Cette semaine, nous retrouvons Marie-Sixte Imbert, directrice des opérations de l’Institut Open Diplomacy, pour sa chronique “Relations franco-allemandes”.
Aujourd’hui, nous nous intéressons à l’économie, alors que vendredi dernier, le 3 juin, le Bundestag a voté l’augmentation à 12 € bruts du salaire minimum horaire.
Oui, c’était attendu depuis l’arrivée de la coalition “feu tricolore” : 12 € bruts d’ici le 1er octobre, contre 9,82 € aujourd’hui, avec une première augmentation le 1er juillet. Le salaire minimum horaire, qui n’existe que depuis 2015, ne concernera plus 6 millions de salariés sur 45,2 millions d’actifs, mais 7,2 millions.
Avec 12 € bruts, l’Allemagne sera au deuxième rang de l’UE, après le Luxembourg. Mais si ce salaire minimum horaire sera au 1er octobre supérieur à celui de la France, actuellement à 10,85 €, il ne faut pas oublier que l’hexagone compte plus de services publics.
Cette augmentation était une promesse du nouveau gouvernement. Quelle importance dans le débat politique ?
Oui, c’est un point central du contrat de coalition. Pendant la campagne des législatives, les sociaux-démocrates du SPD et les Verts notamment portaient cette mesure. La gauche radicale, Die Linke, proposait même 13 €. Les libéraux du FDP, qui sont dans l’actuelle coalition fédérale, ne s’étaient pas exprimés sur la question : ils y sont considérés comme plutôt rétifs. Quant à eux, la CDU-CSU et l’AfD n’avaient pas non plus détaillé leurs propositions - leurs députés se sont d’ailleurs abstenus le 3 juin.
Pour le SPD, il est sans doute temps de marquer des points sur des marqueurs politiques. Dans les derniers sondages, il n’est plus le premier parti de la coalition : depuis les législatives, il a perdu près de 5 points, quand les Verts en ont gagné 6,5, et les chrétiens-démocrates, dans l’opposition, plus de 4.
————————
* _CONSIGNE 1_
Modifiez le passage de l'extrait qui commence aux mots « Oui, c’est un » et s'arrête après « l’opposition, plus de 4. » : remplacez-y « Verts » par « écologistes ».
————————
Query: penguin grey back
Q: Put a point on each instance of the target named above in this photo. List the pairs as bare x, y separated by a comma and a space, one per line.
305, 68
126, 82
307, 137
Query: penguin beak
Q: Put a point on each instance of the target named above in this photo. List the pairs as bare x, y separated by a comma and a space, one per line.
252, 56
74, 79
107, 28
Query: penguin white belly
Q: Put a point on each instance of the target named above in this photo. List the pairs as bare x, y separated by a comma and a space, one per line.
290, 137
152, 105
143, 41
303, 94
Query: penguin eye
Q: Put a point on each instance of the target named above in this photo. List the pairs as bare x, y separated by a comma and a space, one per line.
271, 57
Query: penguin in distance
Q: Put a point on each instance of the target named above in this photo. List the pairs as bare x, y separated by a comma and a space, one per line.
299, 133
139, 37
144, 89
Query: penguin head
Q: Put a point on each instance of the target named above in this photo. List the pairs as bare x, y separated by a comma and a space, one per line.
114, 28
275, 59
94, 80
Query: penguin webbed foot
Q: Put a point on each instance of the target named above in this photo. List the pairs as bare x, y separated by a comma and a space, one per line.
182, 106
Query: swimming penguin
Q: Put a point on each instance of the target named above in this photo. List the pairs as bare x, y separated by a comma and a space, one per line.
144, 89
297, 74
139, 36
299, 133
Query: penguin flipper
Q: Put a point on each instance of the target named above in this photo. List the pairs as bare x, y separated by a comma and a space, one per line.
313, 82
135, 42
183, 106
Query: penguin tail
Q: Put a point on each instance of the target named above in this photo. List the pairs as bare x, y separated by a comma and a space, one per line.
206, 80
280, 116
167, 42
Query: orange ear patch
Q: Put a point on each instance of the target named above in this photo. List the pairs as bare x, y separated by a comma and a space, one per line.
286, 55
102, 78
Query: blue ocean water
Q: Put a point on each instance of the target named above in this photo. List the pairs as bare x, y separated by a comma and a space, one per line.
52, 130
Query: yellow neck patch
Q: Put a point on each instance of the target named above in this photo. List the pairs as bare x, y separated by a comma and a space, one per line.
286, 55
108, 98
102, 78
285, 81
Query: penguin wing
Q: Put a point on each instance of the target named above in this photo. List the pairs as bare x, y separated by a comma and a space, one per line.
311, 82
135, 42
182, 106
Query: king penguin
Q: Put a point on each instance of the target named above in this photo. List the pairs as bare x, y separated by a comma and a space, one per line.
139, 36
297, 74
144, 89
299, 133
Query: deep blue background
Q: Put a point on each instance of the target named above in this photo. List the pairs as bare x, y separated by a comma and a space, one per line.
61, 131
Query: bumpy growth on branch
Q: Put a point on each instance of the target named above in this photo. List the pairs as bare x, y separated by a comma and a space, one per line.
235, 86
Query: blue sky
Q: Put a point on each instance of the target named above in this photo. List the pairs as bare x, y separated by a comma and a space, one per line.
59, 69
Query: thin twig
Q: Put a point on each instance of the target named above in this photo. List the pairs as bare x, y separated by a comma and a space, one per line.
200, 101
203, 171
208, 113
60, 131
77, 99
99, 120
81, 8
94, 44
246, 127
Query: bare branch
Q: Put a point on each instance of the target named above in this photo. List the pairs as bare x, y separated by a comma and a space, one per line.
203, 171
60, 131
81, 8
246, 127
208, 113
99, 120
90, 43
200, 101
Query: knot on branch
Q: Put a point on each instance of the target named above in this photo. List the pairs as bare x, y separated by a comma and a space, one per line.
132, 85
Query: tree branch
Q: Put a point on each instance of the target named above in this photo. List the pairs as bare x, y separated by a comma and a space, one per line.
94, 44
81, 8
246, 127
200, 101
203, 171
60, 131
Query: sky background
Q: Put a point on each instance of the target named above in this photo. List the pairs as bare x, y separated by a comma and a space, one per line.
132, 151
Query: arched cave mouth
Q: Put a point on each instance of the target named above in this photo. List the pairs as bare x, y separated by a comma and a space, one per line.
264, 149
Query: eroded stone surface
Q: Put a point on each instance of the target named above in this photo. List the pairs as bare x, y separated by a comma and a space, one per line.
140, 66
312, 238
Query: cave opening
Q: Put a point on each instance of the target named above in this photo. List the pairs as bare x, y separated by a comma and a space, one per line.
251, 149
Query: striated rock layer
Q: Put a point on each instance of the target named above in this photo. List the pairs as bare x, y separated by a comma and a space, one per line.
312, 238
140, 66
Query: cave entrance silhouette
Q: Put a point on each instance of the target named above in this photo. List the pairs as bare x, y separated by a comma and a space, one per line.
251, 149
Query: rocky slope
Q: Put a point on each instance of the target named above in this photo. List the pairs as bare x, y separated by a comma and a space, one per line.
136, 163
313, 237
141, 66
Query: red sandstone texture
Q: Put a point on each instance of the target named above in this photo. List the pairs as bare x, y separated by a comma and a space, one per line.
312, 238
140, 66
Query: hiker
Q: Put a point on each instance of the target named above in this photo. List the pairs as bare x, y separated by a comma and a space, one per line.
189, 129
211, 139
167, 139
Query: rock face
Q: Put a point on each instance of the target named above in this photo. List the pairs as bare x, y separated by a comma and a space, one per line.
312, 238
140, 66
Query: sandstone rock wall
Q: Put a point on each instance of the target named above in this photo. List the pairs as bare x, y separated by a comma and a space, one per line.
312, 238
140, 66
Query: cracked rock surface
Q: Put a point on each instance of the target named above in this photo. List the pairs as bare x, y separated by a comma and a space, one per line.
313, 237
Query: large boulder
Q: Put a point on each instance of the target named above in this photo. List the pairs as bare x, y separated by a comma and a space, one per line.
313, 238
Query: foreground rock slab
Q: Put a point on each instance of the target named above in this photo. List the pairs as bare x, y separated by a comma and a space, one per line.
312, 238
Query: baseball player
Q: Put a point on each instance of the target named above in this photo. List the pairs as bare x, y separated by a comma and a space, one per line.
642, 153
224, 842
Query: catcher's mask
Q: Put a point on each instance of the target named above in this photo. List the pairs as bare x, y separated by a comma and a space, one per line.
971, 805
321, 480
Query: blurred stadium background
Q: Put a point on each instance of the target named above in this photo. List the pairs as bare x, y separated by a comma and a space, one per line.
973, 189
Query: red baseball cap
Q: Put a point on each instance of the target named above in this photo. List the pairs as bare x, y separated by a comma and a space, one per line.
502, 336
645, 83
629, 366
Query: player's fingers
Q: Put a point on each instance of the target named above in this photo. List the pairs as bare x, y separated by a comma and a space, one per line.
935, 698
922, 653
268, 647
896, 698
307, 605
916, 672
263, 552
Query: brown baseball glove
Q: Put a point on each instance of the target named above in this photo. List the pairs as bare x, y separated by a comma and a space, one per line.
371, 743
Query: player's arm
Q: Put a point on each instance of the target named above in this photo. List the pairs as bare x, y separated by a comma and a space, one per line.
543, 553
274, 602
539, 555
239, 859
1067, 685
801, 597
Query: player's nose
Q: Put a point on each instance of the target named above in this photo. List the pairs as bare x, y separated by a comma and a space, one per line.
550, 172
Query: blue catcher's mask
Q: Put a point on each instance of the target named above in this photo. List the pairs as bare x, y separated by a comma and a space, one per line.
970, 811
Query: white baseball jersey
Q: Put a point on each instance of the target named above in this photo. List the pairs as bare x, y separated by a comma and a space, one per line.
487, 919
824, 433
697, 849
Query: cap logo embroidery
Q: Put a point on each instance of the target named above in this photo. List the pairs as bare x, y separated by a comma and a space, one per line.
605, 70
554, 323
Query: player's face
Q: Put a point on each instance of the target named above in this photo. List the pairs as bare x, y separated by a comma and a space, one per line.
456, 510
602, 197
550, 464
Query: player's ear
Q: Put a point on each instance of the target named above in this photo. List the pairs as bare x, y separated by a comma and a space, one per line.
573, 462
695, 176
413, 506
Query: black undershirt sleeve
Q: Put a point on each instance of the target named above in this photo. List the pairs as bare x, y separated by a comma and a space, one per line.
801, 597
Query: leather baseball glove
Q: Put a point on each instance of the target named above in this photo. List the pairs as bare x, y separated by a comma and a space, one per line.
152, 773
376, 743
————————
* _CONSIGNE 2_
Relevez chaque ligne des enregistrements où figure la chaîne « cave », en tenant compte de la casse.

* _RÉPONSE COMPLÈTE 1_
Oui, c’est un point central du contrat de coalition. Pendant la campagne des législatives, les sociaux-démocrates du SPD et les écologistes notamment portaient cette mesure. La gauche radicale, Die Linke, proposait même 13 €. Les libéraux du FDP, qui sont dans l’actuelle coalition fédérale, ne s’étaient pas exprimés sur la question : ils y sont considérés comme plutôt rétifs. Quant à eux, la CDU-CSU et l’AfD n’avaient pas non plus détaillé leurs propositions - leurs députés se sont d’ailleurs abstenus le 3 juin.
Pour le SPD, il est sans doute temps de marquer des points sur des marqueurs politiques. Dans les derniers sondages, il n’est plus le premier parti de la coalition : depuis les législatives, il a perdu près de 5 points, quand les écologistes en ont gagné 6,5, et les chrétiens-démocrates, dans l’opposition, plus de 4.

* _RÉPONSE COMPLÈTE 2_
Query: arched cave mouth
Query: cave opening
Query: cave entrance silhouette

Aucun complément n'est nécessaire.